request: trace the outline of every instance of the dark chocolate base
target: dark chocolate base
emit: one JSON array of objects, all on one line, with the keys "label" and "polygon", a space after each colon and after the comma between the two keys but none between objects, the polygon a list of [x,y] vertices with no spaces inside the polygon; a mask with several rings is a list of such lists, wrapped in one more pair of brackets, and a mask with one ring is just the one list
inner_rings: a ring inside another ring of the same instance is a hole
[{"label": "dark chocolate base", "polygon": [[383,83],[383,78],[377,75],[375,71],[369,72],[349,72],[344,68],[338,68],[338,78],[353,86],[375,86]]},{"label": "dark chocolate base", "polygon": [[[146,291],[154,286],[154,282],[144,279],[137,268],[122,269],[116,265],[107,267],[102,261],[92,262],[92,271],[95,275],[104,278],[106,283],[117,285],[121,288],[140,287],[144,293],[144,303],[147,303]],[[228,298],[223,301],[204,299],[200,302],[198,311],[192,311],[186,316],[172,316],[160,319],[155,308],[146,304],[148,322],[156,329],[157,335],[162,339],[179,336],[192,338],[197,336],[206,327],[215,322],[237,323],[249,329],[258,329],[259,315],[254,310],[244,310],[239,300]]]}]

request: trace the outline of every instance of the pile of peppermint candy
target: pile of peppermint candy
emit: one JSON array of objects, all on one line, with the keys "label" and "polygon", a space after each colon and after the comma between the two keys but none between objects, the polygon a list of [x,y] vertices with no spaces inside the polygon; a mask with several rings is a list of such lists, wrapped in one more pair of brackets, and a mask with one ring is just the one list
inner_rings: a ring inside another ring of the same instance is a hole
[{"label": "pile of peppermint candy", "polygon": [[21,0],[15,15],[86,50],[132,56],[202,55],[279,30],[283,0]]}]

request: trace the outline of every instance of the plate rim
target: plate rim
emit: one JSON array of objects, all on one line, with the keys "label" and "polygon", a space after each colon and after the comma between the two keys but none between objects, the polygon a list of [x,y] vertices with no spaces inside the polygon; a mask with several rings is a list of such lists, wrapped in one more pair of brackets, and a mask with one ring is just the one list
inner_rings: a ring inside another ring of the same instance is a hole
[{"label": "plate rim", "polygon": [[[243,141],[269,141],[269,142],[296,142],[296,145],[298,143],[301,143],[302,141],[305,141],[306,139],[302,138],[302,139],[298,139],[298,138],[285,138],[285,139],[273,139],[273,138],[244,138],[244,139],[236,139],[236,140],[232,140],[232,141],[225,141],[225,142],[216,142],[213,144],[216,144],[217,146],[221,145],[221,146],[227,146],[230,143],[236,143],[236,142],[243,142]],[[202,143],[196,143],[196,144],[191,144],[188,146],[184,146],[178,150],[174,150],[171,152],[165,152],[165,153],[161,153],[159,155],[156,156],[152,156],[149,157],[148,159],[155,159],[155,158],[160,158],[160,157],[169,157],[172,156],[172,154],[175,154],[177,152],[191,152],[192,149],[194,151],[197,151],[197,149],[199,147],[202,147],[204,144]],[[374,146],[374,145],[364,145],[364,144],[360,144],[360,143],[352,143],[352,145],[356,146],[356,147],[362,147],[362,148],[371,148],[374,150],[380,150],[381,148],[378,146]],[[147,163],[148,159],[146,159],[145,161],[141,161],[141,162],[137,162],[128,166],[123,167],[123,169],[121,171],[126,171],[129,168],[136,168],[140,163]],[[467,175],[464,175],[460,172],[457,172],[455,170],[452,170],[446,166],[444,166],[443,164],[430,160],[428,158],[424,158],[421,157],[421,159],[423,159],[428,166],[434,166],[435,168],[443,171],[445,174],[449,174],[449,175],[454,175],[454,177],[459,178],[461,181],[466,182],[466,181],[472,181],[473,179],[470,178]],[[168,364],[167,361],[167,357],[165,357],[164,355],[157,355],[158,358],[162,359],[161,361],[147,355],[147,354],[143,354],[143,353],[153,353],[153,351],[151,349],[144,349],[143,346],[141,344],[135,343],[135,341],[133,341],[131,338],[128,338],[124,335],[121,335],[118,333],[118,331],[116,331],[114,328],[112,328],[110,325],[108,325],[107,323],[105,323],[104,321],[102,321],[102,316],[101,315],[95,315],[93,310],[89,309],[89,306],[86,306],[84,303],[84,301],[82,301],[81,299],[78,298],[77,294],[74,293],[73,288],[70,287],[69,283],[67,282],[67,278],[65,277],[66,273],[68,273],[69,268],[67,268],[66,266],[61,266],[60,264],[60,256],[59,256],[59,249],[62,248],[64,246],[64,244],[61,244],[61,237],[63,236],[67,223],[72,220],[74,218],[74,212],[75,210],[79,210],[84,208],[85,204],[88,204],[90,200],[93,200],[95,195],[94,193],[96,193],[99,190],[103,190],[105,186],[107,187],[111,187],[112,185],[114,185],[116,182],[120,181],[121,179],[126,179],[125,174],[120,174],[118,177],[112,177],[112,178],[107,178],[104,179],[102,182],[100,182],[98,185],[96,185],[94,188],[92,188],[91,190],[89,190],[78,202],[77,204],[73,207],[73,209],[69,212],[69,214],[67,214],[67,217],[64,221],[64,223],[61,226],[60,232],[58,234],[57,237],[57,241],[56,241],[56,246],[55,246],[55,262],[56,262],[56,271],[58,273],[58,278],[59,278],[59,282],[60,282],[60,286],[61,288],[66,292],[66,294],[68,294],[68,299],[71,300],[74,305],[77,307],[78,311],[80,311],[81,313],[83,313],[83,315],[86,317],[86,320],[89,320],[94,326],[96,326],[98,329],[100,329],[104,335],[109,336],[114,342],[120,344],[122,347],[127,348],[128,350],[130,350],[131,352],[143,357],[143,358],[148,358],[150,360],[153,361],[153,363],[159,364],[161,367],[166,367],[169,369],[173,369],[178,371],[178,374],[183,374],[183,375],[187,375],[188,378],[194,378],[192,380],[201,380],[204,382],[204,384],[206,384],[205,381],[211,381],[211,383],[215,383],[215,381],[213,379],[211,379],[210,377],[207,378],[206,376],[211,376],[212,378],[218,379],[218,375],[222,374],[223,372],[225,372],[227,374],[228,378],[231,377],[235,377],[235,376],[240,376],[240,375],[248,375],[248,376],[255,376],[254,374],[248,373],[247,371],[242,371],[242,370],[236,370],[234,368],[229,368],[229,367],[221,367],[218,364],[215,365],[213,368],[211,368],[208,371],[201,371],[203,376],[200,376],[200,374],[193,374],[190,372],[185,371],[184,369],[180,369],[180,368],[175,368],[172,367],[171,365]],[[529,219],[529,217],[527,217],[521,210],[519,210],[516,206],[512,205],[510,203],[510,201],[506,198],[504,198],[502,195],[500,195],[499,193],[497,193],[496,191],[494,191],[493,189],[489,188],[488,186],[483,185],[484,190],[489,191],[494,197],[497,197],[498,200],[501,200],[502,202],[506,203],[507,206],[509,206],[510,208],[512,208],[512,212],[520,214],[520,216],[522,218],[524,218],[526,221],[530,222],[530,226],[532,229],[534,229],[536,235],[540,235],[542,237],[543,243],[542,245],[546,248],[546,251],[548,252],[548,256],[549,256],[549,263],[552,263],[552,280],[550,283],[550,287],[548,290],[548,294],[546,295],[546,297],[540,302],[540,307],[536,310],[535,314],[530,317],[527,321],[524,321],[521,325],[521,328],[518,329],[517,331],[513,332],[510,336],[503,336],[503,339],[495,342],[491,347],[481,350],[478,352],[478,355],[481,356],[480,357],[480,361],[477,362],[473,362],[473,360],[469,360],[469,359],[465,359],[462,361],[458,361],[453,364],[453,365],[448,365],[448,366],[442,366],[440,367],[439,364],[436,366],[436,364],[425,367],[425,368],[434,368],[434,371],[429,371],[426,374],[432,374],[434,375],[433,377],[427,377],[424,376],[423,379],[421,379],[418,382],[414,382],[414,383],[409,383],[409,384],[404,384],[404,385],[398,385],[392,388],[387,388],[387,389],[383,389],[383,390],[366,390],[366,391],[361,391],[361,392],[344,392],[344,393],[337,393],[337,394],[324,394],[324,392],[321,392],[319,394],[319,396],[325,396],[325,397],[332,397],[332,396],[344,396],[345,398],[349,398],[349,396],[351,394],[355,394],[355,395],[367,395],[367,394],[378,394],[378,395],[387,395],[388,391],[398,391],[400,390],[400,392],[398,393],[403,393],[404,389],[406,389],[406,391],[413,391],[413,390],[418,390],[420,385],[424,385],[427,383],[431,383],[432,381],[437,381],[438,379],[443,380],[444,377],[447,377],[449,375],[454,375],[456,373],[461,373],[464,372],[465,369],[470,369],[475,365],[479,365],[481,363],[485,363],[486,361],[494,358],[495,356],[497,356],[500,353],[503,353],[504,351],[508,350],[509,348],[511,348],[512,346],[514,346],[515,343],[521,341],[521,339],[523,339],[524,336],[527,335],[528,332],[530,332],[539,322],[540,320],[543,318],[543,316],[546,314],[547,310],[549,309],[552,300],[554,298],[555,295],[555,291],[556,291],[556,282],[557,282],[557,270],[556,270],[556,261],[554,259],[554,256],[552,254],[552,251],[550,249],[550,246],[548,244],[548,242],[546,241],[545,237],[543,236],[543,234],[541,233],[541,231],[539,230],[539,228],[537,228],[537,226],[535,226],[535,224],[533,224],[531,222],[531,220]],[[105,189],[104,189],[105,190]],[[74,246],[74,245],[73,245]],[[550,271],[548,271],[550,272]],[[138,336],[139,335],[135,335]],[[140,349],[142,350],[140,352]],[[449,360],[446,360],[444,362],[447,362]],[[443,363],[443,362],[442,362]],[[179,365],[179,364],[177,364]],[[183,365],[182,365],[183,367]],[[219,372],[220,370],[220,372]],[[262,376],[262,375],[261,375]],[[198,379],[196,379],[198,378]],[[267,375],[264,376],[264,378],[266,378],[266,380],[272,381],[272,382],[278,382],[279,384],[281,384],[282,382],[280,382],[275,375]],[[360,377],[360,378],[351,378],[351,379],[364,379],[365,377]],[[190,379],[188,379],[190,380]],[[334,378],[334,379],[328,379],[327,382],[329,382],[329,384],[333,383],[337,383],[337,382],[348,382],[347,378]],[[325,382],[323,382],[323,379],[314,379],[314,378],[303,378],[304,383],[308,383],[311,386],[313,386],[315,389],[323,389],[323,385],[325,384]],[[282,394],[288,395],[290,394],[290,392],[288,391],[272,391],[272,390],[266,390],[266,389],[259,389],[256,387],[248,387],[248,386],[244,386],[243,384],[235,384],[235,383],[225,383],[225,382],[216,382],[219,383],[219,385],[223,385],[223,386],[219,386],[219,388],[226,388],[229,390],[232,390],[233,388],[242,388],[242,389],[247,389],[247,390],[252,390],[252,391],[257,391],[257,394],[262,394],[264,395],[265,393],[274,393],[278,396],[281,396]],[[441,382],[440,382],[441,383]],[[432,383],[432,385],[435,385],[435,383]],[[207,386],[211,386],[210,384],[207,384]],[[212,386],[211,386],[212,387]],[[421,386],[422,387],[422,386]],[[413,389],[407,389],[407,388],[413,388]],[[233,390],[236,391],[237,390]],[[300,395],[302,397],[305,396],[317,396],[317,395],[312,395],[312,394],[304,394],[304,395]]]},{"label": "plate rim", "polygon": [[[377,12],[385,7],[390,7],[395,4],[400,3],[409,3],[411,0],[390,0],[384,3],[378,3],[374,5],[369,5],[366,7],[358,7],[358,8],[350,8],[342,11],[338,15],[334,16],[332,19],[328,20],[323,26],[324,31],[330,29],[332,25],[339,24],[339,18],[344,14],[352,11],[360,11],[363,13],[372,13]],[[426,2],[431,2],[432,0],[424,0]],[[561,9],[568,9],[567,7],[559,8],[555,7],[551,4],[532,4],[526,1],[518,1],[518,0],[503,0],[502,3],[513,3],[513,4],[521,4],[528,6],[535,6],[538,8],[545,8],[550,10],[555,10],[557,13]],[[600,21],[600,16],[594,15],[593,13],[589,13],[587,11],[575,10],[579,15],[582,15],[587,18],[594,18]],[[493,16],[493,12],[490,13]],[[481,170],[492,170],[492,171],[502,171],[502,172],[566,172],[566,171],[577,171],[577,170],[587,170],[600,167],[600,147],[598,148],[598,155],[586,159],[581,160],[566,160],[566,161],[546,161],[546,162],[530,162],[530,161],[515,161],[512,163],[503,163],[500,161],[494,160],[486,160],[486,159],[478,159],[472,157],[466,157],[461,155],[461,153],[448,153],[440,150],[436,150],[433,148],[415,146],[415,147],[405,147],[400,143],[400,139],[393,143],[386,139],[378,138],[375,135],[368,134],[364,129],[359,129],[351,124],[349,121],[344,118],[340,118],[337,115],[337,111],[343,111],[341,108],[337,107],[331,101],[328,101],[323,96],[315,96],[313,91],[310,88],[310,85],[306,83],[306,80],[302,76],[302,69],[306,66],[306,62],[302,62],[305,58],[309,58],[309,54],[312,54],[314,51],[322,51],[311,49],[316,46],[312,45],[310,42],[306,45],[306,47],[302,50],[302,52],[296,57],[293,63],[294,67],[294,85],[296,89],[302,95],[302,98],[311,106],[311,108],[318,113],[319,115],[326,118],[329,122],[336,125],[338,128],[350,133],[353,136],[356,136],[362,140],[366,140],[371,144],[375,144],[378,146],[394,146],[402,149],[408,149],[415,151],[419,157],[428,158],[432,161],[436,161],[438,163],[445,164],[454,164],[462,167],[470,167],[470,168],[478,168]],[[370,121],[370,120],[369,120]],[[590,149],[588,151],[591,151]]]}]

▬▬▬▬▬▬

**BRIEF**: Only the number is wanted: how many lines in the data include the string "candy"?

**RESPONSE**: 3